** START **

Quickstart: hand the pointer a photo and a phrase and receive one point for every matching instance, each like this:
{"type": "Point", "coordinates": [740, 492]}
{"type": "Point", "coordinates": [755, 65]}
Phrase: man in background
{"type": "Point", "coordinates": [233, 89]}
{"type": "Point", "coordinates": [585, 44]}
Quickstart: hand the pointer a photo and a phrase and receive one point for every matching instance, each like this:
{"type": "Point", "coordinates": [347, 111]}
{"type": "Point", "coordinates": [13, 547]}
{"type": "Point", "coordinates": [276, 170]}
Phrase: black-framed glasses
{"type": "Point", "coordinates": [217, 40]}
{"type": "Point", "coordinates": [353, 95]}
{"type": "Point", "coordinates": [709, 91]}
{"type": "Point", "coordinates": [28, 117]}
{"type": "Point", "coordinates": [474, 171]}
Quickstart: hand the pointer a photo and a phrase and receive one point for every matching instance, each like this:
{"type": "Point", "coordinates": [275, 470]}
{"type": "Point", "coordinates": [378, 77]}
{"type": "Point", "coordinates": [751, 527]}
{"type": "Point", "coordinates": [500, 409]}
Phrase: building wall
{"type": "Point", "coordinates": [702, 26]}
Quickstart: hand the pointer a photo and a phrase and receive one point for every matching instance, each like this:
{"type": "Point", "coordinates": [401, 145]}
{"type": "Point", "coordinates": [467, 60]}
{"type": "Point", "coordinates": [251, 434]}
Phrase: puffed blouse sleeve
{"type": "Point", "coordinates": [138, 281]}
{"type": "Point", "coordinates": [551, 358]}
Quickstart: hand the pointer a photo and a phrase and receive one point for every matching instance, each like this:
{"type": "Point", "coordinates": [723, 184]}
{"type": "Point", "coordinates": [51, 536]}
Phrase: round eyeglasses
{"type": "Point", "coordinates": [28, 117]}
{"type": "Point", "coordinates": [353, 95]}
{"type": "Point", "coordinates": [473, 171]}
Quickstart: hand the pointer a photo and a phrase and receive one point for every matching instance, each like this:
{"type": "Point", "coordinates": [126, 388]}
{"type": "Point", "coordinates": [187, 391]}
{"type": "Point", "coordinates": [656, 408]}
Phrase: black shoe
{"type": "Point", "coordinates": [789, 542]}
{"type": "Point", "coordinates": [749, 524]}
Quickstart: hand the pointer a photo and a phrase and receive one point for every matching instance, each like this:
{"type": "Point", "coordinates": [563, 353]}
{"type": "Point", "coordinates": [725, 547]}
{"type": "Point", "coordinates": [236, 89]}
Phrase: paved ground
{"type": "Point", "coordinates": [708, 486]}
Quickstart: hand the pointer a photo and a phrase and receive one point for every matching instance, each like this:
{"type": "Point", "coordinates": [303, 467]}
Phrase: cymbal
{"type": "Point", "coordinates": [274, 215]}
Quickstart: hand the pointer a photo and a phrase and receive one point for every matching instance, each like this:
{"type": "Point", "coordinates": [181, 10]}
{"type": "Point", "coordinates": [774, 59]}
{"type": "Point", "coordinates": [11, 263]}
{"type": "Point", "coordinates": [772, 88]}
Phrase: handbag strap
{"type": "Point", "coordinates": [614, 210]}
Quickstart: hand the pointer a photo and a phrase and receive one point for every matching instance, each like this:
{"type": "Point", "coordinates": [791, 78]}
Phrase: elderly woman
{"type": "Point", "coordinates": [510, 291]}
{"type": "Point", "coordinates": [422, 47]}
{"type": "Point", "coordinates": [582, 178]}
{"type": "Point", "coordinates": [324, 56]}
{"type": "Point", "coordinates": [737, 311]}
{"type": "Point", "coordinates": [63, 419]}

** END **

- _TASK DIRECTIONS_
Please quote every record above exactly as it appears.

- _FULL ANSWER_
Quickstart: hand the pointer a photo and a phrase and receive one point for every matching instance, each like this:
{"type": "Point", "coordinates": [740, 492]}
{"type": "Point", "coordinates": [755, 65]}
Phrase: man in background
{"type": "Point", "coordinates": [233, 89]}
{"type": "Point", "coordinates": [585, 44]}
Quickstart: hand the pointer a photo and a phrase and receive one point for every matching instance, each like this:
{"type": "Point", "coordinates": [347, 111]}
{"type": "Point", "coordinates": [13, 547]}
{"type": "Point", "coordinates": [276, 170]}
Phrase: black-framed glasses
{"type": "Point", "coordinates": [217, 40]}
{"type": "Point", "coordinates": [353, 95]}
{"type": "Point", "coordinates": [709, 91]}
{"type": "Point", "coordinates": [28, 117]}
{"type": "Point", "coordinates": [474, 171]}
Quickstart: hand the pointer a photo and a phrase and receive one point for every matching instance, each like this:
{"type": "Point", "coordinates": [275, 470]}
{"type": "Point", "coordinates": [378, 77]}
{"type": "Point", "coordinates": [751, 527]}
{"type": "Point", "coordinates": [500, 409]}
Phrase: building wall
{"type": "Point", "coordinates": [702, 26]}
Quickstart: hand the pointer a photo and a phrase and receive one point for every matching instance, each like this:
{"type": "Point", "coordinates": [401, 145]}
{"type": "Point", "coordinates": [467, 60]}
{"type": "Point", "coordinates": [251, 434]}
Phrase: puffed blouse sleeve
{"type": "Point", "coordinates": [138, 281]}
{"type": "Point", "coordinates": [551, 358]}
Quickstart: hand the pointer a photo and a phrase and receive one point for every matching instance, each like this:
{"type": "Point", "coordinates": [723, 184]}
{"type": "Point", "coordinates": [51, 536]}
Phrase: round eyeglasses
{"type": "Point", "coordinates": [28, 117]}
{"type": "Point", "coordinates": [353, 95]}
{"type": "Point", "coordinates": [473, 171]}
Quickstart: hand the pointer a photo and a phrase and receive one point for every matching instance, each like this:
{"type": "Point", "coordinates": [126, 388]}
{"type": "Point", "coordinates": [187, 391]}
{"type": "Point", "coordinates": [656, 408]}
Phrase: black shoe
{"type": "Point", "coordinates": [789, 542]}
{"type": "Point", "coordinates": [749, 524]}
Quickstart: hand the pointer a photo and a phrase and receive one point for every matching instance, each like this:
{"type": "Point", "coordinates": [563, 353]}
{"type": "Point", "coordinates": [725, 547]}
{"type": "Point", "coordinates": [236, 89]}
Phrase: paved ground
{"type": "Point", "coordinates": [708, 486]}
Quickstart: hand the pointer a photo and a phrase and receive one point for every matching instance, each like this:
{"type": "Point", "coordinates": [303, 467]}
Phrase: cymbal
{"type": "Point", "coordinates": [274, 215]}
Quickstart: hand the pointer a photo and a phrase and receive one point for every matching instance, each like this:
{"type": "Point", "coordinates": [181, 10]}
{"type": "Point", "coordinates": [774, 59]}
{"type": "Point", "coordinates": [11, 263]}
{"type": "Point", "coordinates": [772, 88]}
Phrase: handbag strap
{"type": "Point", "coordinates": [614, 210]}
Quickstart: hand the pointer a photo and a phrase and receive one point for every matching instance, each like this:
{"type": "Point", "coordinates": [791, 78]}
Phrase: elderly woman
{"type": "Point", "coordinates": [510, 291]}
{"type": "Point", "coordinates": [422, 47]}
{"type": "Point", "coordinates": [582, 178]}
{"type": "Point", "coordinates": [324, 56]}
{"type": "Point", "coordinates": [737, 311]}
{"type": "Point", "coordinates": [63, 419]}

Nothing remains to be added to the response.